Peter Karl Heinzen en Asesinato y Libertad, establece el terrorismo como un asesinato político justificado. En Catecismo del Revolucionario, Sergei Nechaiev, fomenta la violencia, la destrucción de la sociedad burguesa y el orden existente; Sergei Kravchinski opina que solo el terrorismo, puede convencer al poder de la necesidad de introducir reformas democráticas. Gerasim Romanenko considera el terrorismo no solo efectivo, sino humanitario, pues produce un número de víctimas menor que la lucha de masas.
Así se define el asesinato político como un ataque al poder, vinculándose con el anarquismo: atentados cuyos objetivos son Jefes de Estado y de Gobierno. Los terroristas consideran que todo gobernante es un tirano, así justifican la muerte de los enemigos del pueblo. Rechazan los atentados indiscriminados y se centran en las figuras destacadas del poder político en esta estrategia.
Omito, deliberadamente, otros tipos de terrorismo: los que haciendo alusión a unos ideales o propuestas políticas, atentan contra la población civil de manera indiscriminada. No considero que sean parte de la teoría del tiranicidio, sino que simplemente expanden el terror sin ningún tipo de consideración.
La historia
La muerte de César
William Shakespeare -inspirado por Suetonio- escenifica la muerte de César con la puñalada final de Bruto y las últimas palabras del dictador: «Et tu, Brute?».
Tras su victoria en la Galia, César regresa convertido en un héroe. Hay que matizar dos aspectos: uno de los motivos de la campaña viene por las deudas para ser elegido praetor urbanus; por otra parte se convierte en comandante de un ejército más leal a su persona que no a la República, lo que suscita más recelo que no tranquilidad.
La victoria de César en la guerra civil lleva al Senado a nombrarle dictador por un plazo de diez años. En un acto de benevolencia perdona a la mayoría de senadores que se han enfrentado a él, hecho erróneo ya que la mayoría de ellos participan en su muerte, junto a hombres que han servido bajo las órdenes del dictador. ¿Por qué matan a César? Sean rivales o allegados, afirman salvar la República: sus instituciones se han vaciado de todo poder y, buscando detener el curso de los sucesos, conjuran contra César y deciden matarlo.

LOS REGISTROS:

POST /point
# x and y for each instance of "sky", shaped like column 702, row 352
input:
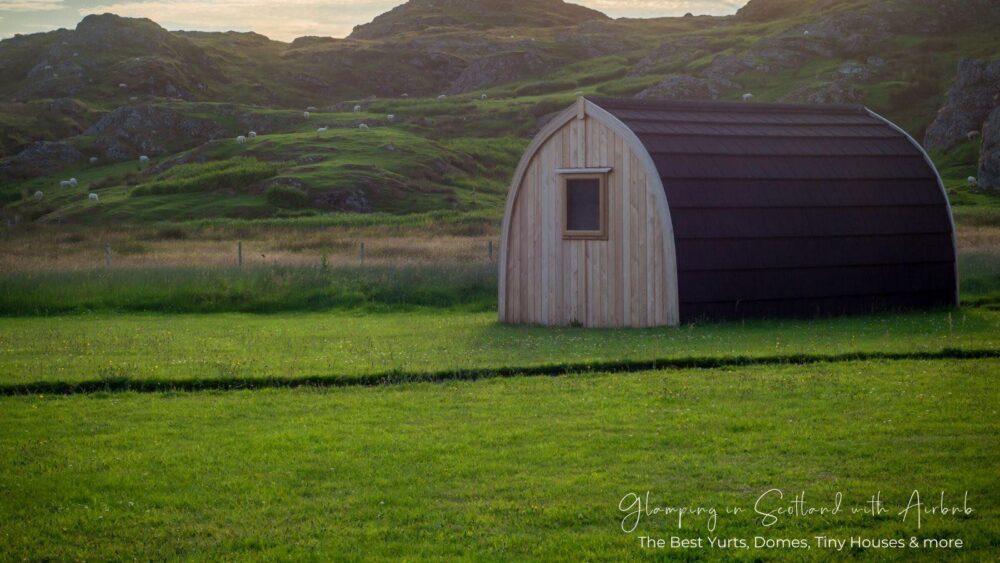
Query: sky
column 282, row 20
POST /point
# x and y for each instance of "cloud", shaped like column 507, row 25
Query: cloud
column 31, row 5
column 283, row 20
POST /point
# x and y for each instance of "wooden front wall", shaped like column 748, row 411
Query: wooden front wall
column 613, row 283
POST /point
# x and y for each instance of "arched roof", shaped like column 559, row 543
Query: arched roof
column 793, row 209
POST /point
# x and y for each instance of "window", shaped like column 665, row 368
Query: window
column 586, row 199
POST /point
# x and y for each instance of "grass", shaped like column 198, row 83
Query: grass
column 257, row 290
column 347, row 345
column 512, row 469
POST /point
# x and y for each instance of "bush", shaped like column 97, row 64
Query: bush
column 287, row 197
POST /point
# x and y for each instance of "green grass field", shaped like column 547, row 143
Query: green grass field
column 511, row 469
column 348, row 345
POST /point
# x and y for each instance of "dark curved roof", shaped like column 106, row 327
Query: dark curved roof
column 782, row 209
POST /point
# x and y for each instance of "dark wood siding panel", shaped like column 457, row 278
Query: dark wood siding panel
column 790, row 167
column 808, row 222
column 786, row 146
column 712, row 192
column 743, row 118
column 723, row 130
column 814, row 283
column 813, row 307
column 744, row 254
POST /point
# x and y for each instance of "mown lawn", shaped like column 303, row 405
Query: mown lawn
column 506, row 469
column 176, row 347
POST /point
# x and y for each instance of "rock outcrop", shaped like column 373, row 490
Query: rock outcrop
column 131, row 131
column 989, row 163
column 684, row 87
column 422, row 15
column 40, row 159
column 505, row 67
column 970, row 101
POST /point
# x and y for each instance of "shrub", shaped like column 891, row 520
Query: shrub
column 287, row 197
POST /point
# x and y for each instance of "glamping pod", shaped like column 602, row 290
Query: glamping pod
column 635, row 213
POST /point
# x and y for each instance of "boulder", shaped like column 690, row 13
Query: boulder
column 989, row 163
column 971, row 99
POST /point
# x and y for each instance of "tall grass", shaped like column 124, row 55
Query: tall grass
column 252, row 290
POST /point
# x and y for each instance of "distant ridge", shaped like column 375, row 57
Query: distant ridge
column 420, row 15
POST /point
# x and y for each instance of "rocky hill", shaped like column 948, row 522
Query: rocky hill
column 88, row 101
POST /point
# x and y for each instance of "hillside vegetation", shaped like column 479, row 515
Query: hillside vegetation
column 449, row 93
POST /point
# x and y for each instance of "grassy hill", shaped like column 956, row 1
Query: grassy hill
column 115, row 88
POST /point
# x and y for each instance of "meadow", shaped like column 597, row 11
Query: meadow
column 506, row 469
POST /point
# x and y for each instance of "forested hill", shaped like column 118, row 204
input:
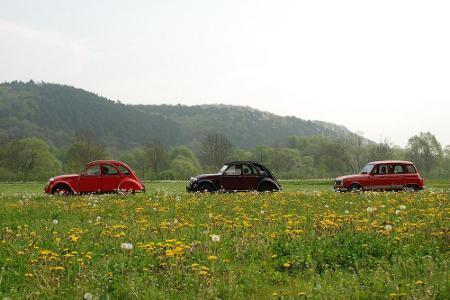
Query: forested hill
column 56, row 113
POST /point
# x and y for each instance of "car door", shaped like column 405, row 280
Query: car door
column 110, row 178
column 397, row 176
column 249, row 177
column 230, row 180
column 89, row 180
column 380, row 178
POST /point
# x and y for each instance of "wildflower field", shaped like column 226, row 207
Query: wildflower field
column 171, row 245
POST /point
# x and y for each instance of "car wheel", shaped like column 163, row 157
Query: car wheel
column 266, row 187
column 205, row 188
column 354, row 188
column 61, row 190
column 411, row 188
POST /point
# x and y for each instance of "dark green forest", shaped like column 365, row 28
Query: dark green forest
column 48, row 129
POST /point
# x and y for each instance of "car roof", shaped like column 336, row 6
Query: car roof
column 107, row 161
column 242, row 162
column 391, row 162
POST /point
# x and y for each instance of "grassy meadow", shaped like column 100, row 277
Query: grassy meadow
column 304, row 242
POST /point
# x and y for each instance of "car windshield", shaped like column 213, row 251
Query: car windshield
column 223, row 168
column 367, row 169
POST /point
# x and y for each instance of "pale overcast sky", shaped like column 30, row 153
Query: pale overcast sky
column 381, row 68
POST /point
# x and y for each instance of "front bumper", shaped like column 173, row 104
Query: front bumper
column 191, row 186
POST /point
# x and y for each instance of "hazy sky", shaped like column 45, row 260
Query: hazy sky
column 381, row 68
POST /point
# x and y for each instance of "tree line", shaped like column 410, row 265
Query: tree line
column 32, row 159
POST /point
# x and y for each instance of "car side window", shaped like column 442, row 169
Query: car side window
column 248, row 170
column 410, row 169
column 261, row 170
column 109, row 170
column 397, row 169
column 382, row 169
column 233, row 170
column 124, row 170
column 92, row 171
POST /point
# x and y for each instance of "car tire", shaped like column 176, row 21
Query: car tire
column 411, row 188
column 266, row 187
column 205, row 188
column 61, row 190
column 354, row 188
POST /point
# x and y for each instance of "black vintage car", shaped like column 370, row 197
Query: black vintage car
column 236, row 176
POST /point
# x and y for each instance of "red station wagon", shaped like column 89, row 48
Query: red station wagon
column 390, row 175
column 100, row 176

TAREA PEDIDA A: Resume la página en dos oraciones.
TAREA PEDIDA B: Reemplaza "Query" por "Search" en los registros, desde su primera línea hasta la línea con "column 613, row 283", esta incluida, y escribe solo esas líneas sin la imagen.

RESPUESTA COMPLETA A: La página expone cómo Heinzen, Nechaiev, Kravchinski y Romanenko defienden el terrorismo como asesinato político contra las figuras destacadas del poder, y deja fuera el terrorismo que ataca a la población civil de forma indiscriminada. Luego cuenta que César, tras volver de la Galia como héroe y ganar la guerra civil, fue nombrado dictador por diez años y perdonó a muchos senadores que, junto a hombres que habían servido bajo sus órdenes, conspiraron para matarlo afirmando que salvaban la República.

RESPUESTA COMPLETA B:
POST /point
# x and y for each instance of "sky", shaped like column 702, row 352
input:
Search: sky
column 282, row 20
POST /point
# x and y for each instance of "cloud", shaped like column 507, row 25
Search: cloud
column 31, row 5
column 283, row 20
POST /point
# x and y for each instance of "wooden front wall", shaped like column 748, row 411
Search: wooden front wall
column 613, row 283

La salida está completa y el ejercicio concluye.